-------- Data shown --------
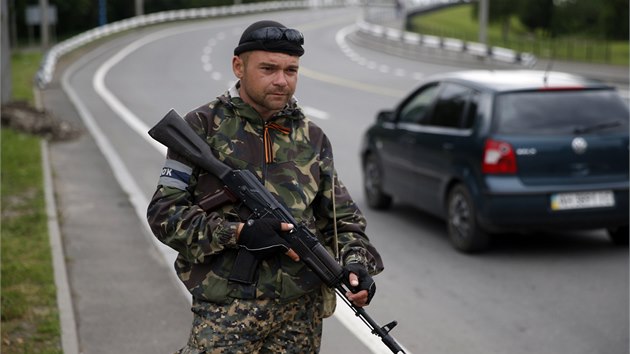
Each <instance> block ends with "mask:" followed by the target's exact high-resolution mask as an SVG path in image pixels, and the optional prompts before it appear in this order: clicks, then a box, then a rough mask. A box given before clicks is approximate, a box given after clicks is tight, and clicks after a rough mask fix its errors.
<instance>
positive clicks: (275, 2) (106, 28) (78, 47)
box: [35, 0, 358, 88]
mask: <svg viewBox="0 0 630 354" xmlns="http://www.w3.org/2000/svg"><path fill="white" fill-rule="evenodd" d="M357 3H358V2H357V1H354V0H295V1H268V2H258V3H249V4H240V5H231V6H217V7H207V8H197V9H184V10H173V11H163V12H156V13H152V14H147V15H141V16H136V17H131V18H128V19H124V20H121V21H116V22H112V23H110V24H107V25H104V26H100V27H97V28H94V29H91V30H89V31H86V32H83V33H81V34H78V35H76V36H74V37H71V38H69V39H67V40H64V41H63V42H60V43H58V44H56V45H54V46H53V47H52V48H50V49H49V50H48V51H47V52H46V53H45V54H44V57H43V59H42V62H41V64H40V67H39V70H38V72H37V74H36V76H35V83H36V84H37V85H38V86H39V87H40V88H45V87H46V86H47V85H48V84H49V83H50V82H51V81H52V79H53V75H54V72H55V67H56V65H57V62H58V60H59V58H61V57H62V56H63V55H64V54H67V53H69V52H71V51H73V50H75V49H77V48H79V47H81V46H83V45H86V44H88V43H91V42H94V41H95V40H97V39H100V38H103V37H106V36H110V35H112V34H115V33H119V32H122V31H127V30H130V29H134V28H139V27H143V26H149V25H153V24H158V23H163V22H171V21H181V20H190V19H203V18H211V17H222V16H234V15H244V14H248V13H256V12H267V11H279V10H289V9H299V8H310V7H336V6H344V5H353V4H354V5H356V4H357Z"/></svg>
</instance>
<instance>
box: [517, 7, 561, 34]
mask: <svg viewBox="0 0 630 354" xmlns="http://www.w3.org/2000/svg"><path fill="white" fill-rule="evenodd" d="M553 10H554V4H553V0H528V1H523V2H521V3H520V6H519V9H518V18H519V20H520V21H521V23H522V24H523V25H524V26H525V27H527V29H528V30H530V31H531V32H535V31H536V30H538V29H541V30H543V31H547V32H550V29H551V22H552V18H553V12H554V11H553Z"/></svg>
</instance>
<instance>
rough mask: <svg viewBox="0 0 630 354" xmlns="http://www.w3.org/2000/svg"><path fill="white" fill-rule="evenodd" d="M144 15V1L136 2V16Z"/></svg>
mask: <svg viewBox="0 0 630 354" xmlns="http://www.w3.org/2000/svg"><path fill="white" fill-rule="evenodd" d="M140 15H144V4H143V0H136V16H140Z"/></svg>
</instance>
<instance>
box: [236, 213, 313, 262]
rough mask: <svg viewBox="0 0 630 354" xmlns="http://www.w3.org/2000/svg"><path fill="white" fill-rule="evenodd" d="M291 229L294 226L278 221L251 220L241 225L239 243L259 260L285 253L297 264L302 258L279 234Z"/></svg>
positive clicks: (287, 242)
mask: <svg viewBox="0 0 630 354" xmlns="http://www.w3.org/2000/svg"><path fill="white" fill-rule="evenodd" d="M291 229H293V225H292V224H287V223H283V222H281V221H280V220H278V219H256V220H254V219H250V220H247V222H246V223H244V224H241V225H239V228H238V233H237V235H238V236H237V237H238V241H237V243H238V244H239V245H240V246H242V247H245V249H247V250H248V251H250V252H251V253H252V254H253V255H254V257H256V258H258V259H259V260H261V259H265V258H268V257H271V256H273V255H276V254H278V253H284V254H286V255H287V256H289V258H291V259H292V260H294V261H295V262H297V261H299V260H300V257H299V256H298V255H297V253H295V251H293V250H292V249H291V247H290V245H289V243H288V242H287V241H286V240H285V239H283V238H282V237H281V236H280V234H279V233H280V232H283V231H290V230H291Z"/></svg>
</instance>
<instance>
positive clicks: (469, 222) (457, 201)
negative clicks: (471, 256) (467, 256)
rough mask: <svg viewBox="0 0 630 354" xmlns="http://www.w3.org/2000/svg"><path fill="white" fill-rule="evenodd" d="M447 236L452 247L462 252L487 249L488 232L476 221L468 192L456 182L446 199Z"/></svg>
mask: <svg viewBox="0 0 630 354" xmlns="http://www.w3.org/2000/svg"><path fill="white" fill-rule="evenodd" d="M447 208H448V209H447V224H448V226H447V227H448V237H449V239H450V241H451V243H452V244H453V247H455V249H457V250H458V251H461V252H464V253H476V252H481V251H484V250H485V249H487V247H488V243H489V237H488V234H487V233H486V232H485V231H484V230H482V229H481V227H480V226H479V224H478V223H477V211H476V207H475V204H474V202H473V199H472V196H471V195H470V192H469V191H468V189H466V187H464V185H462V184H458V185H456V186H455V187H453V188H452V189H451V191H450V192H449V194H448V200H447Z"/></svg>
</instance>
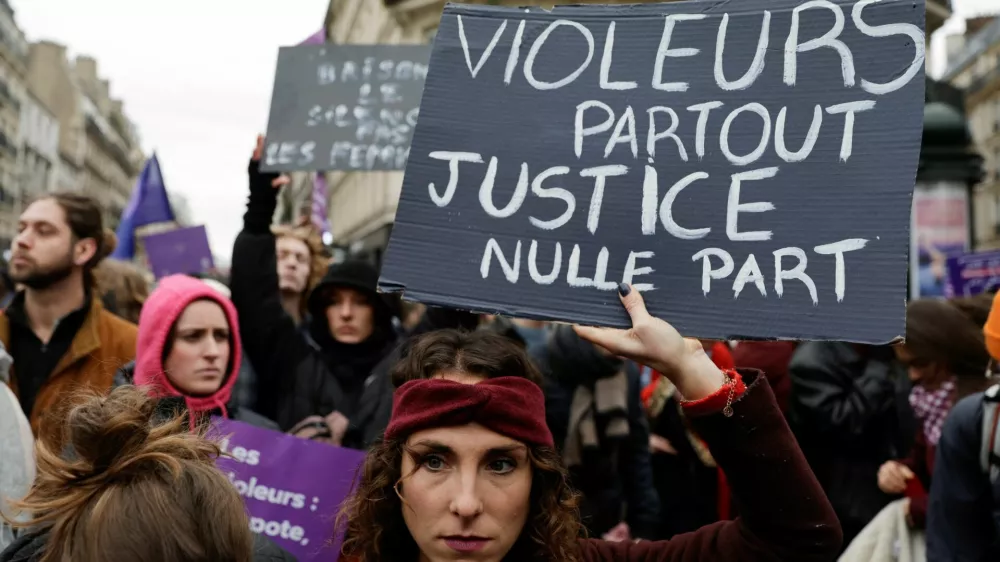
--------
» Problem description: Would you repeat the entries exactly, keeping the images out?

» Response to this task:
Each <instance> block ends with "mask:" followed by the target's exact high-resolution mask as an SVG path in image pixels, and the optional prompts before it appear in this order: clicks, then a box, then a rough mask. A box given before clicks is approximate, a box given after clicks is tight, and clicks after a rough mask fix its errors.
<instance>
positive clicks: (275, 2) (106, 28) (78, 47)
box: [35, 0, 358, 88]
mask: <svg viewBox="0 0 630 354" xmlns="http://www.w3.org/2000/svg"><path fill="white" fill-rule="evenodd" d="M357 3H358V2H357V1H354V0H295V1H268V2H258V3H249V4H240V5H231V6H217V7H207V8H197V9H184V10H173V11H163V12H156V13H152V14H147V15H141V16H136V17H131V18H128V19H124V20H121V21H116V22H112V23H110V24H107V25H104V26H100V27H97V28H94V29H91V30H89V31H86V32H83V33H81V34H78V35H76V36H74V37H71V38H69V39H67V40H64V41H63V42H60V43H58V44H56V45H54V46H53V47H52V48H50V49H49V50H48V51H47V52H46V53H45V54H44V57H43V59H42V62H41V64H40V67H39V70H38V72H37V74H36V76H35V83H36V84H37V85H38V86H39V87H40V88H45V87H46V86H47V85H48V84H49V83H50V82H51V81H52V79H53V75H54V72H55V67H56V65H57V62H58V60H59V58H61V57H62V56H63V55H64V54H67V53H69V52H71V51H73V50H75V49H77V48H79V47H81V46H83V45H86V44H88V43H91V42H94V41H95V40H97V39H100V38H103V37H106V36H110V35H112V34H115V33H119V32H122V31H127V30H130V29H134V28H139V27H143V26H149V25H153V24H158V23H163V22H171V21H181V20H190V19H203V18H211V17H222V16H234V15H244V14H248V13H256V12H267V11H279V10H289V9H299V8H310V7H336V6H344V5H353V4H354V5H356V4H357Z"/></svg>
</instance>
<instance>
box: [517, 7, 561, 34]
mask: <svg viewBox="0 0 630 354" xmlns="http://www.w3.org/2000/svg"><path fill="white" fill-rule="evenodd" d="M553 10H554V4H553V0H528V1H523V2H521V3H520V6H519V9H518V18H519V20H520V21H521V23H522V24H523V25H524V26H525V27H527V29H528V30H530V31H531V32H535V31H536V30H538V29H541V30H543V31H547V32H550V29H551V22H552V18H553V12H554V11H553Z"/></svg>
</instance>
<instance>
rough mask: <svg viewBox="0 0 630 354" xmlns="http://www.w3.org/2000/svg"><path fill="white" fill-rule="evenodd" d="M144 15V1L136 2V16Z"/></svg>
mask: <svg viewBox="0 0 630 354" xmlns="http://www.w3.org/2000/svg"><path fill="white" fill-rule="evenodd" d="M140 15H144V4H143V0H136V16H140Z"/></svg>
</instance>
<instance>
box: [236, 213, 313, 262]
rough mask: <svg viewBox="0 0 630 354" xmlns="http://www.w3.org/2000/svg"><path fill="white" fill-rule="evenodd" d="M291 229L294 226L278 221L251 220L241 225L239 243L259 260L285 253L297 264L302 258L279 234Z"/></svg>
positive clicks: (287, 242)
mask: <svg viewBox="0 0 630 354" xmlns="http://www.w3.org/2000/svg"><path fill="white" fill-rule="evenodd" d="M291 229H293V225H292V224H287V223H283V222H281V221H280V220H278V219H256V220H254V219H250V220H247V222H246V223H244V224H241V225H239V228H238V233H237V235H238V236H237V237H238V241H237V243H238V244H239V245H240V246H242V247H245V249H247V250H248V251H250V252H251V253H252V254H253V255H254V257H256V258H258V259H259V260H261V259H265V258H268V257H271V256H273V255H276V254H278V253H284V254H286V255H287V256H289V258H291V259H292V260H294V261H295V262H297V261H299V260H300V257H299V256H298V255H297V253H295V251H293V250H292V249H291V247H290V245H289V243H288V242H287V241H286V240H285V239H283V238H282V237H281V236H280V234H279V233H280V232H283V231H290V230H291Z"/></svg>
</instance>
<instance>
positive clicks: (469, 222) (457, 201)
negative clicks: (471, 256) (467, 256)
rough mask: <svg viewBox="0 0 630 354" xmlns="http://www.w3.org/2000/svg"><path fill="white" fill-rule="evenodd" d="M447 236L452 247L462 252L487 249L488 232L476 221L468 192L456 182L446 199Z"/></svg>
mask: <svg viewBox="0 0 630 354" xmlns="http://www.w3.org/2000/svg"><path fill="white" fill-rule="evenodd" d="M447 208H448V209H447V224H448V226H447V227H448V237H449V239H450V241H451V243H452V244H453V247H455V249H457V250H458V251H461V252H464V253H476V252H481V251H484V250H485V249H487V247H488V243H489V237H488V234H487V233H486V232H485V231H484V230H482V229H481V227H480V226H479V224H478V223H477V211H476V207H475V204H474V202H473V199H472V196H471V195H470V192H469V191H468V189H466V187H464V185H462V184H458V185H456V186H455V187H453V188H452V189H451V191H450V192H449V194H448V200H447Z"/></svg>
</instance>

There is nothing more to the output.